TASK INSTRUCTIONS: The records must be repeated exactly and in their entirety.

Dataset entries
+ + + + + + +
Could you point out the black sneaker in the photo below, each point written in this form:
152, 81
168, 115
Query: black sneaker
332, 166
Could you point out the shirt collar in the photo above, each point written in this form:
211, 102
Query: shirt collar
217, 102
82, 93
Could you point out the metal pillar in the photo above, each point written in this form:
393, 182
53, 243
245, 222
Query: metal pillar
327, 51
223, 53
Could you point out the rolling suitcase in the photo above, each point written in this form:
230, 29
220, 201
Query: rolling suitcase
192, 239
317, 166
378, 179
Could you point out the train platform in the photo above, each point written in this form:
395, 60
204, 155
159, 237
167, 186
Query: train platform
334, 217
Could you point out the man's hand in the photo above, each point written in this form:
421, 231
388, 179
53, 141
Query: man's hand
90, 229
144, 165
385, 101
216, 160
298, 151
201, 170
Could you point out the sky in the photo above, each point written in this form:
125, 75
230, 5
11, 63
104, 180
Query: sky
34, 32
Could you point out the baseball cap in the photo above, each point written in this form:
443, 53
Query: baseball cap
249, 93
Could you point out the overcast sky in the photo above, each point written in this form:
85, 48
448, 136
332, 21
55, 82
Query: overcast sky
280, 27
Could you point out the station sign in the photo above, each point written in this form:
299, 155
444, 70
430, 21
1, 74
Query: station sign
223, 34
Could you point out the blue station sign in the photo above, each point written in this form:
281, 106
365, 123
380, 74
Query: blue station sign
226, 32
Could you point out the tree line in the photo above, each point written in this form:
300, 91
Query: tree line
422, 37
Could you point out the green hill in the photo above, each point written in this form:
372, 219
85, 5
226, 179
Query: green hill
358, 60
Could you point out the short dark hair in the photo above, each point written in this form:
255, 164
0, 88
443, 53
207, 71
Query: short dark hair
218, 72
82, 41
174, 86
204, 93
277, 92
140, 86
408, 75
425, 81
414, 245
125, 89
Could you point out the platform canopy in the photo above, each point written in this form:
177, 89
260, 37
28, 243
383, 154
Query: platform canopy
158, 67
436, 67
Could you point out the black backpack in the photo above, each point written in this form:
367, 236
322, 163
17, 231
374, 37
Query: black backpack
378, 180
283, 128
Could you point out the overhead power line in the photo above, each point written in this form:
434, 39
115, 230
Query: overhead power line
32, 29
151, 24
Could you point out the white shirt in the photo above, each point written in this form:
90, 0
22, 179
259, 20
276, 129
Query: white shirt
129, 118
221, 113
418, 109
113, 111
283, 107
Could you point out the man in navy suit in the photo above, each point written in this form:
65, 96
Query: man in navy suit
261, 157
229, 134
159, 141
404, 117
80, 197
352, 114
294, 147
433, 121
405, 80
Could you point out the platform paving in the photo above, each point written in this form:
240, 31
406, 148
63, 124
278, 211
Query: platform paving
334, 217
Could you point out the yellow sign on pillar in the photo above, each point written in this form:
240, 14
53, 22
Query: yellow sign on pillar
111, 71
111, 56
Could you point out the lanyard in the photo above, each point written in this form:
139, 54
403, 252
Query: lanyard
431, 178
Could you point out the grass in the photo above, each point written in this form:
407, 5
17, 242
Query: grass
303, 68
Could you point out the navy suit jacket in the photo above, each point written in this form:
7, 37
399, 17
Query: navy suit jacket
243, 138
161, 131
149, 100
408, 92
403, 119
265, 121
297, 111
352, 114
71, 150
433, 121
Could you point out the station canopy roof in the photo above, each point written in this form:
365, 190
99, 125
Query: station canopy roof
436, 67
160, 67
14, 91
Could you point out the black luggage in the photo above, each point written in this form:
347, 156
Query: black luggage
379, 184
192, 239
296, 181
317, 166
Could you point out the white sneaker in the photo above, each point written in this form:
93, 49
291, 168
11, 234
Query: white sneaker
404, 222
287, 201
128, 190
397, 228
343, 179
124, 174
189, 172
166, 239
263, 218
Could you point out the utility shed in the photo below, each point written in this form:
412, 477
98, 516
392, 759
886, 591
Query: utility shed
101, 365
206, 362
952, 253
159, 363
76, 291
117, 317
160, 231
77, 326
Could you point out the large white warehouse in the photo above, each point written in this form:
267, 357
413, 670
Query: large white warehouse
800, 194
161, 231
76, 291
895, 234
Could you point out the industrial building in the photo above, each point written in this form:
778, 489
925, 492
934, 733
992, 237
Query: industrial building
+ + + + + + +
RESPONSE TO THIS TASK:
Could you point out the black sneaker in the photo below, each point written in this form:
152, 81
168, 115
Query: black sneaker
332, 166
Could you point out the shirt collar in the photo above, each point written in this form:
211, 102
Query: shirt collar
217, 102
82, 93
Could you point out the metal pillar in the photo above, each point written in this form:
393, 182
53, 243
245, 222
Query: metal pillar
327, 51
223, 53
Could you point out the rolling suitcase in the photo above, each point written in this form:
230, 29
220, 201
Query: rolling suitcase
192, 239
317, 166
378, 179
Could you point out the train platform in the photo above, each point written in this form:
395, 60
204, 155
159, 237
167, 186
Query: train platform
334, 217
Could you point out the man's hand in the photo above, each point written in this form:
421, 231
388, 179
53, 141
Query: man's hand
90, 229
144, 165
385, 101
216, 160
298, 151
201, 170
Could you point out the sky in the photo above, each point written in this form:
125, 75
230, 5
11, 63
104, 180
Query: sky
34, 32
Could you point out the baseball cap in the photo above, each point written in this form:
443, 53
Query: baseball cap
249, 93
Could you point out the overcast sky in the photo above, each point written in this form:
85, 48
448, 136
332, 21
55, 82
Query: overcast sky
280, 27
Could you point out the station sign in the photo above, each point written in this form:
299, 155
444, 70
430, 21
1, 74
Query: station sign
223, 34
Could you point out the blue station sign in the photo above, each point written in this form:
281, 106
365, 123
380, 74
Query: blue station sign
226, 32
Could you point out the tree line in the photo above, each point written in this form:
300, 91
Query: tree line
422, 37
Could you point out the green hill in the photo above, each point written in this form:
372, 219
85, 5
226, 179
Query: green hill
358, 60
Could you point out the short dark hair in the photo above, each point written in this form:
255, 164
0, 88
443, 53
207, 71
Query: short dark hair
218, 72
82, 41
174, 86
204, 93
277, 92
140, 86
408, 75
425, 81
414, 245
125, 89
Could you point out the platform canopy in the photo above, each point written in this form:
177, 89
260, 37
28, 243
383, 154
Query: platform canopy
158, 67
436, 67
Could you point out the black backpack in the photo above, each point written in this form:
367, 236
322, 163
17, 231
374, 37
Query: black backpack
378, 180
283, 128
Could you point out the overhead power line in the photo above, each point written in this form:
434, 39
115, 230
Query: overhead power line
32, 29
151, 24
Could you point out the white shirt in the photo above, each point written in this form:
90, 0
22, 179
259, 20
276, 129
Query: white shirt
129, 118
221, 113
418, 109
113, 111
283, 107
Could you point out the man in navy suit in the photo above, each point written in this form:
65, 96
Query: man in navy suit
261, 157
229, 134
159, 141
404, 117
80, 197
352, 114
294, 147
433, 121
405, 80
Could you point out the platform paving in the photo above, each point written in this form:
240, 31
406, 148
63, 124
278, 211
Query: platform paving
334, 217
Could you point out the yellow sign on pillar in the photo above, each point written in this form:
240, 14
53, 22
Query: yellow sign on pillar
111, 71
111, 56
Could you point out the lanyard in the photo above, each point written in this form:
139, 54
403, 252
Query: lanyard
431, 178
Could you point out the grass in the photo above, each point written in this form:
407, 5
17, 242
Query: grass
303, 68
Could you point out the navy suit jacket in the photo above, each point written in this form:
7, 37
399, 17
Query: navy suit jacket
243, 138
161, 131
149, 100
408, 92
403, 119
265, 121
297, 111
352, 114
71, 150
433, 121
Could you point out the station canopy roof in the photo above, each point written in this form:
365, 190
99, 125
Query: station canopy roof
436, 67
160, 67
14, 91
Could you point out the black luggage in the photo above, each point written in this form:
347, 156
Query: black luggage
379, 184
192, 239
296, 181
317, 166
Could you point out the white sneaker in the photo above, each point written in this form:
93, 49
291, 168
11, 234
Query: white sneaker
404, 222
287, 201
128, 190
397, 228
343, 179
124, 174
189, 172
166, 239
263, 218
Could you point out the utility shed in the photo below, each point written in this form:
412, 477
98, 516
392, 759
886, 591
Query: utility shed
101, 365
206, 362
952, 253
159, 363
76, 291
117, 317
160, 231
77, 326
Could you point out the large white warehouse in the photo above, each point written in this form:
267, 357
413, 670
Query: large white warehouse
800, 194
161, 231
76, 291
895, 234
Could you point out the industrial building in the photo above, each point written in this form:
778, 489
925, 492
934, 733
992, 237
Query: industrial building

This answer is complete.